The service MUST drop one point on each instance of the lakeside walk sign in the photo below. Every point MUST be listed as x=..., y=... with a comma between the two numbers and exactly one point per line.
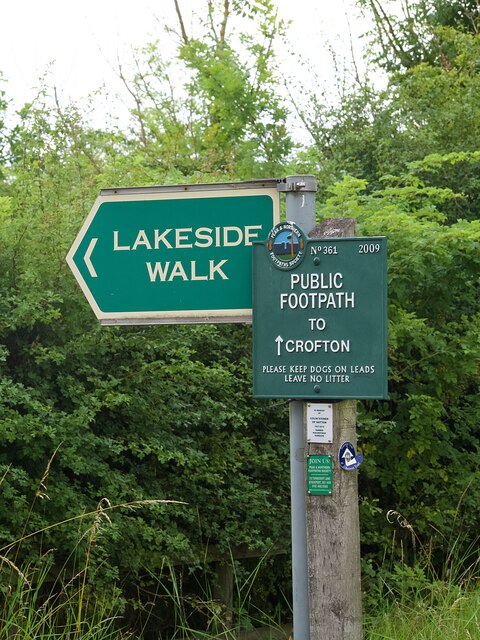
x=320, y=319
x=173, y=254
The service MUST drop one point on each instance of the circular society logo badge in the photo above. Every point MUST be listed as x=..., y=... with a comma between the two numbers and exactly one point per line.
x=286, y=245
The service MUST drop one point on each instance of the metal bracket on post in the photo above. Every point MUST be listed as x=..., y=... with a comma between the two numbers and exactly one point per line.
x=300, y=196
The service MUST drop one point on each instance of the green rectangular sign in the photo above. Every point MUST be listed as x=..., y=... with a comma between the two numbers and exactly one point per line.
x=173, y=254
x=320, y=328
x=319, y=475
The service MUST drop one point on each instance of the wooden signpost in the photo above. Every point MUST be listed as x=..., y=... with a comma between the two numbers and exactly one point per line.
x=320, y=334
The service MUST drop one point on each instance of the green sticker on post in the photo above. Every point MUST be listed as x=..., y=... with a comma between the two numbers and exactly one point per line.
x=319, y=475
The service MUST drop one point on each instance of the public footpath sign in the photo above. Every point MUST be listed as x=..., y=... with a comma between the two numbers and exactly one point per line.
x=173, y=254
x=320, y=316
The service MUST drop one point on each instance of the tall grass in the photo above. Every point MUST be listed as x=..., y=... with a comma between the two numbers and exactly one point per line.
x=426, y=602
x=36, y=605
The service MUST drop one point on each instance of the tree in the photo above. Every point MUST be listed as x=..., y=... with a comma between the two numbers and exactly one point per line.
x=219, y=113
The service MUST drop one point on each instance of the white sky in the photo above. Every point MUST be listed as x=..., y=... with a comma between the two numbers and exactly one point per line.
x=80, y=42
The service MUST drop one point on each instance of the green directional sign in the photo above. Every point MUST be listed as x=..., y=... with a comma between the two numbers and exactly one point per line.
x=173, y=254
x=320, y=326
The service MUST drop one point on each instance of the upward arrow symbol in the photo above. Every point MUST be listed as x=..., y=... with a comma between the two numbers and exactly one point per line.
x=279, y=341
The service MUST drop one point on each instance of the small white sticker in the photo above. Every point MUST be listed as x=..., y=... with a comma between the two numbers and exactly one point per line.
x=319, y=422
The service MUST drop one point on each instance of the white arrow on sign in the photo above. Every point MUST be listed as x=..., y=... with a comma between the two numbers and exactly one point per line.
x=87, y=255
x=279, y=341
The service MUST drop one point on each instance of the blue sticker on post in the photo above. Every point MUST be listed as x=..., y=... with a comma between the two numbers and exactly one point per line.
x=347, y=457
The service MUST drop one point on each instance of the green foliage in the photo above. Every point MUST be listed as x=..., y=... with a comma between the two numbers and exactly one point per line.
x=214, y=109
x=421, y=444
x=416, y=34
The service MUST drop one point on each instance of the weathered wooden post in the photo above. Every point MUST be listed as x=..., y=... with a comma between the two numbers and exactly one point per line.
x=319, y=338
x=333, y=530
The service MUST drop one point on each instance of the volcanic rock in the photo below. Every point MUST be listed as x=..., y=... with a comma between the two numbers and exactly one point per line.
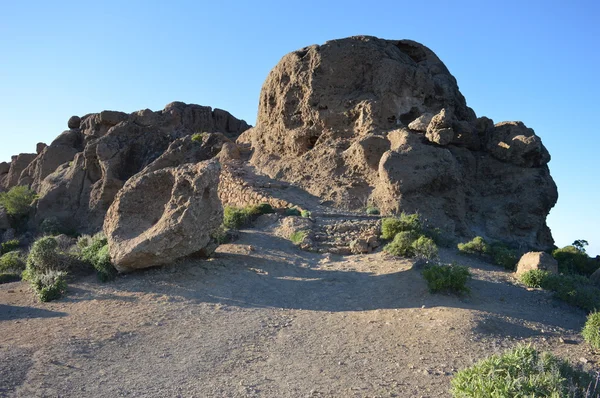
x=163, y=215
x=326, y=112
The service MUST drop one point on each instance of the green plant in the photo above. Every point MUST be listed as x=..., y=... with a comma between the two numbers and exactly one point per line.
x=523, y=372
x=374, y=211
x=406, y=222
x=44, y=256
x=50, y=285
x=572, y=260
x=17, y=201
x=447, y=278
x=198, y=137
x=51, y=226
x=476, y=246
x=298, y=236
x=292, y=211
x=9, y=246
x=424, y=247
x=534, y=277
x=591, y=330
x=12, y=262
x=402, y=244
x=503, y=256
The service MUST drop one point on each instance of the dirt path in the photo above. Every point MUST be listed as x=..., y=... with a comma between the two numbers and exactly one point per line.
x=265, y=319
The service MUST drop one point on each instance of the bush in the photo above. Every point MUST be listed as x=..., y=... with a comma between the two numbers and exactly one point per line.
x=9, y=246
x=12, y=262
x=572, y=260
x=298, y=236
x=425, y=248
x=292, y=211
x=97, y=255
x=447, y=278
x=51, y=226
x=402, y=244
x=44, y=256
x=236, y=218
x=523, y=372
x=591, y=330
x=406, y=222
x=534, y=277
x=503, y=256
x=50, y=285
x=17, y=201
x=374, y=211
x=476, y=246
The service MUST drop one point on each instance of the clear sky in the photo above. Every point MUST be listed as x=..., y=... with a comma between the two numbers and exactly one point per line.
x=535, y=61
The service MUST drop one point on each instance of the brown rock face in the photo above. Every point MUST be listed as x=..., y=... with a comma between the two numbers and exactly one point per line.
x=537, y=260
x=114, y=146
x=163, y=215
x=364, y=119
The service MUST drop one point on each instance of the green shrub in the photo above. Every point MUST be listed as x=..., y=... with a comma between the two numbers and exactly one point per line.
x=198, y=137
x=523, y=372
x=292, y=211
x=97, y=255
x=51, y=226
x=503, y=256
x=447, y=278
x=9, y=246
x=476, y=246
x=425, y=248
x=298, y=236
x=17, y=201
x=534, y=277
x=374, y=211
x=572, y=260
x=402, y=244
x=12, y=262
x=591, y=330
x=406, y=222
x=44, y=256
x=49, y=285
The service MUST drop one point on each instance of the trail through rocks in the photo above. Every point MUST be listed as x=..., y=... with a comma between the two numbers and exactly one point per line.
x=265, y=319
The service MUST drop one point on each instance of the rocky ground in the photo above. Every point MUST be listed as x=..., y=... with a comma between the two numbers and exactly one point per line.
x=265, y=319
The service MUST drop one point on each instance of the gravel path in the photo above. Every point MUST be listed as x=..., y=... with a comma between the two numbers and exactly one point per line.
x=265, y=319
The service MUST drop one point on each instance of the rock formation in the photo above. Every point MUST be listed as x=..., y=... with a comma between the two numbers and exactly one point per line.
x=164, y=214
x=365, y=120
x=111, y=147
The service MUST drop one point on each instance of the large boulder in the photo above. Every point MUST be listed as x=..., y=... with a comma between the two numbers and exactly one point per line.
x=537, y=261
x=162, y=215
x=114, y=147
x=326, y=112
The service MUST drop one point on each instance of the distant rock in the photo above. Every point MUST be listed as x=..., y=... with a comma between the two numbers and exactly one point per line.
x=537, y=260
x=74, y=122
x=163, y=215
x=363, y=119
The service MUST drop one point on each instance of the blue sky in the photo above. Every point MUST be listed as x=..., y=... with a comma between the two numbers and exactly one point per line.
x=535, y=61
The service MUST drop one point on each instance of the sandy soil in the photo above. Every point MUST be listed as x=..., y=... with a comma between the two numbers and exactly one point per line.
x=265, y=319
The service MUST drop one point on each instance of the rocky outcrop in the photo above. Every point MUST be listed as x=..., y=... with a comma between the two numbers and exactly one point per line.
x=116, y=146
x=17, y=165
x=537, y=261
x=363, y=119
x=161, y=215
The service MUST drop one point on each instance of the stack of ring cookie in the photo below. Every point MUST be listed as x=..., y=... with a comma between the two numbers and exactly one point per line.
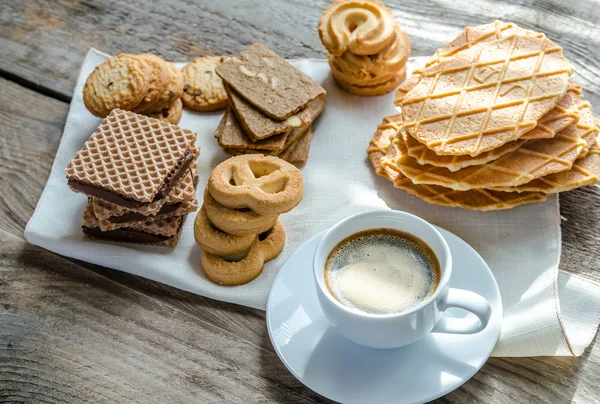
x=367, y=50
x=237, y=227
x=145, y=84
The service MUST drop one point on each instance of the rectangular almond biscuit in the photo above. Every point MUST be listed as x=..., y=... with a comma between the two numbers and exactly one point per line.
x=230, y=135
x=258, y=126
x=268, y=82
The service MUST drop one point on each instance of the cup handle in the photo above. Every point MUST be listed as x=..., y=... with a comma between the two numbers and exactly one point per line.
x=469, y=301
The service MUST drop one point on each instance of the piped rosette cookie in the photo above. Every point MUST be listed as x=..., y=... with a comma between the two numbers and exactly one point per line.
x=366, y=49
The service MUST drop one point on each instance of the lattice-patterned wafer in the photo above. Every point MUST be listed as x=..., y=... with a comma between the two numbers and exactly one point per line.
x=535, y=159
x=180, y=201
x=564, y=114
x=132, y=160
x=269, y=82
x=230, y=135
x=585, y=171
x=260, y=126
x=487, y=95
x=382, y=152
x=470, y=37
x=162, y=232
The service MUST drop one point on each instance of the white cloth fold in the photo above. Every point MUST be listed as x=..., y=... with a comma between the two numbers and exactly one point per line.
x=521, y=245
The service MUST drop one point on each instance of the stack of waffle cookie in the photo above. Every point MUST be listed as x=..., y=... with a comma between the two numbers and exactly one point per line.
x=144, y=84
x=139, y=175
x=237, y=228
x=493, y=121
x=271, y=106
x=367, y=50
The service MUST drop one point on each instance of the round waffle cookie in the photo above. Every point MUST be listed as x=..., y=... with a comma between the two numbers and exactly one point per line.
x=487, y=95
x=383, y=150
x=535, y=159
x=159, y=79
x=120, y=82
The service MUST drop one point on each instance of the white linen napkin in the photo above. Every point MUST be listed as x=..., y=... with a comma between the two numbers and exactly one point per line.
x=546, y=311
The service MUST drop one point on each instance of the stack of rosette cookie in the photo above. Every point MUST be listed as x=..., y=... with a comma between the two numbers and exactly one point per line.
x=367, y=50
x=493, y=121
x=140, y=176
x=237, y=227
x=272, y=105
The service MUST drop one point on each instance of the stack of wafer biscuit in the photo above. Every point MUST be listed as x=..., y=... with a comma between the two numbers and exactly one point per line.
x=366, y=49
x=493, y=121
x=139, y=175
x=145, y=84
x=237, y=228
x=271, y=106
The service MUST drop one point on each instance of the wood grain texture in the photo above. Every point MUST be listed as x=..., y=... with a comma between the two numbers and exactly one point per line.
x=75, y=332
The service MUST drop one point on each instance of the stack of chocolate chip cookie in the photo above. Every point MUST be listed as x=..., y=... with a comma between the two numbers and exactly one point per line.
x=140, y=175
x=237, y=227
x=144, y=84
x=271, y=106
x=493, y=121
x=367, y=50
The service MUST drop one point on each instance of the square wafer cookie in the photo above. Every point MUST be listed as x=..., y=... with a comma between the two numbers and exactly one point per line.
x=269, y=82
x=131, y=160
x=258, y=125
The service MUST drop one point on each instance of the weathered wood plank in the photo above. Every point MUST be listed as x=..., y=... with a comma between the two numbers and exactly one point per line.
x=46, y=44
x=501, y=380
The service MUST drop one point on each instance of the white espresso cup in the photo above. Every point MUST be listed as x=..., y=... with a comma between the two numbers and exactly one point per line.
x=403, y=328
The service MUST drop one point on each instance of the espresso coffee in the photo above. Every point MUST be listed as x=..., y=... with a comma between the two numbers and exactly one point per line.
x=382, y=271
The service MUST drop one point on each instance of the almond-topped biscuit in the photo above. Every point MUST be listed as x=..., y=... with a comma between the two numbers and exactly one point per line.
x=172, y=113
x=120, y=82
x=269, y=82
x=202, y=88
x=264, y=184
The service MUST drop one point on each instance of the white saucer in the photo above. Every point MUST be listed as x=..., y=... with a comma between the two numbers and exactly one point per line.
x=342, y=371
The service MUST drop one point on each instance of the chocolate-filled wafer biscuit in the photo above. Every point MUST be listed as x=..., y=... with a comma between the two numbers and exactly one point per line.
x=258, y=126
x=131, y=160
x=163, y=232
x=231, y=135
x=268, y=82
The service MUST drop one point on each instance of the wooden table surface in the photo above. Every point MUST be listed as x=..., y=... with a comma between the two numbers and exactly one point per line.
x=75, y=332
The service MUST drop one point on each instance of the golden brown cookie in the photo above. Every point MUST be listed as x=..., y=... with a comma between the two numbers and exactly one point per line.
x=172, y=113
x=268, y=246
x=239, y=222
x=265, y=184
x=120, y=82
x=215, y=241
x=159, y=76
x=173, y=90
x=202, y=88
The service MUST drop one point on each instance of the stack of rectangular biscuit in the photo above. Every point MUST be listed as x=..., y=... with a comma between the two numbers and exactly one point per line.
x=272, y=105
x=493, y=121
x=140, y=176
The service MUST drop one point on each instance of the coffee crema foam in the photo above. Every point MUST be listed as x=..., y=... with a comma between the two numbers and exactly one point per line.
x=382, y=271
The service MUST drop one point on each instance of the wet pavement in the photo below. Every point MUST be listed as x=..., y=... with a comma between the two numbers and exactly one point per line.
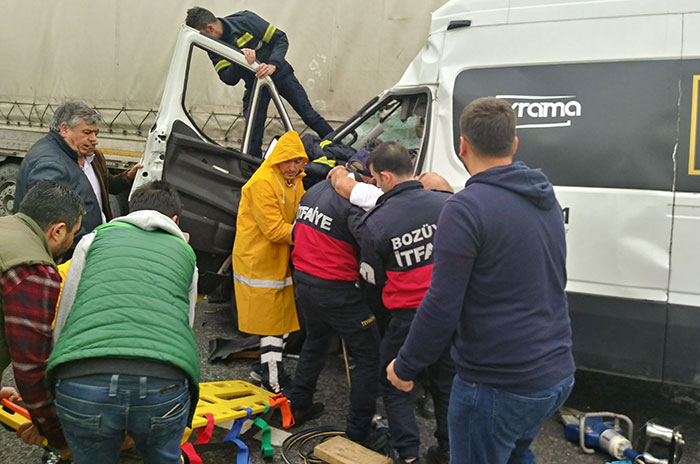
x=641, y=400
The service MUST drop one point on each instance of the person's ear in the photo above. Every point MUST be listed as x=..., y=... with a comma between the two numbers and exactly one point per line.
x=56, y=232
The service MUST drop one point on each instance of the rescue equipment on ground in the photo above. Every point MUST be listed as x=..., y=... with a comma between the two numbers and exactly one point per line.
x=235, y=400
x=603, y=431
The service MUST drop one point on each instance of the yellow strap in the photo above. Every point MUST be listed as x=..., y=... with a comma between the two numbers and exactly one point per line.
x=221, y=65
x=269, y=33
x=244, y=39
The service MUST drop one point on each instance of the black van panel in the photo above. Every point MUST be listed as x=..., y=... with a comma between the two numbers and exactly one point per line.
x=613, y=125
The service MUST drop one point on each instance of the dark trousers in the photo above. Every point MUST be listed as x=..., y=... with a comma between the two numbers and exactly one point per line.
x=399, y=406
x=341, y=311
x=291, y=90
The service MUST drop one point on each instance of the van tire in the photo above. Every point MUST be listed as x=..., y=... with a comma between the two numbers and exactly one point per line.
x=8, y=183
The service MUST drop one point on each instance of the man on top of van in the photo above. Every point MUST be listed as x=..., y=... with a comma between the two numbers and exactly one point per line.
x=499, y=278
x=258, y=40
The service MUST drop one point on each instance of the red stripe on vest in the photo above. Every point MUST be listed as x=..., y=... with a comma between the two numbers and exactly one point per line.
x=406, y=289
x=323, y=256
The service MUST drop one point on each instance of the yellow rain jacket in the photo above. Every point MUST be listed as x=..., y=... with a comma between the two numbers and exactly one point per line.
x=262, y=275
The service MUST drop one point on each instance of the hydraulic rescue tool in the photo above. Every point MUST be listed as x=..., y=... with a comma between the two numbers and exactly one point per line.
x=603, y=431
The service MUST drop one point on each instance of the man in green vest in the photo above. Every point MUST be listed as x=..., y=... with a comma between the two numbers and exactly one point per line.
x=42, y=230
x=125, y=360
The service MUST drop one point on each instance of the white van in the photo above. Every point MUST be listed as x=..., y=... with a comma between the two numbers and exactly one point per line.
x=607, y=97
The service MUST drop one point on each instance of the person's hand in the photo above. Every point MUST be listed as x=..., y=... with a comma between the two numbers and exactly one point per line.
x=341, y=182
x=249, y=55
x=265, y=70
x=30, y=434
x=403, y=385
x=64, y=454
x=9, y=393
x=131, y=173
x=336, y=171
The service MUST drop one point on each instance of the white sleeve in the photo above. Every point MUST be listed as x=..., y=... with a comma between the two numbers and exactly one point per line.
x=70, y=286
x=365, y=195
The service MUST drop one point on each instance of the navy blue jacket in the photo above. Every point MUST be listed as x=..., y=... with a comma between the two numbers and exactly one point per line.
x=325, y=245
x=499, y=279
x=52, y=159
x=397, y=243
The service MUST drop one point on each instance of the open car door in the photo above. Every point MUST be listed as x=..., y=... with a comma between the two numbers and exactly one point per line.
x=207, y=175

────────────────

Aim of the task:
Retype everything in the lines above from the line containing "of the man on" down to the line containing "x=125, y=360", including both of those lines, and nothing else.

Solution to this task:
The service MUST drop one point on each instance of the man on top of van in the photo above. Every point MUST be listed as x=..., y=... with a comma between the two numbers and exactly one point per line.
x=499, y=278
x=258, y=40
The service MUST drop one point on each instance of the red stripe on vest in the photo above. Every point MUST be listed as x=..., y=... with a comma between the two numbers and exactly one point per line.
x=406, y=289
x=323, y=256
The service MUST drop one point on each instance of the yellow rain jacket in the photo above. Every point MUST be listed as x=..., y=... with a comma between the two numbers and exactly one point per line.
x=262, y=275
The service MUST drop one point on each instance of the hydraulic rescue tool in the photo above. Every point MUST be listed as x=..., y=... with a comma between the two numbers and exactly one point per line.
x=603, y=431
The service MUST drop one point on each instance of the man in green vest in the photo above. Every point MUST be listed as x=..., y=... with a comma between the two numbers and exactly one point per line.
x=42, y=230
x=125, y=360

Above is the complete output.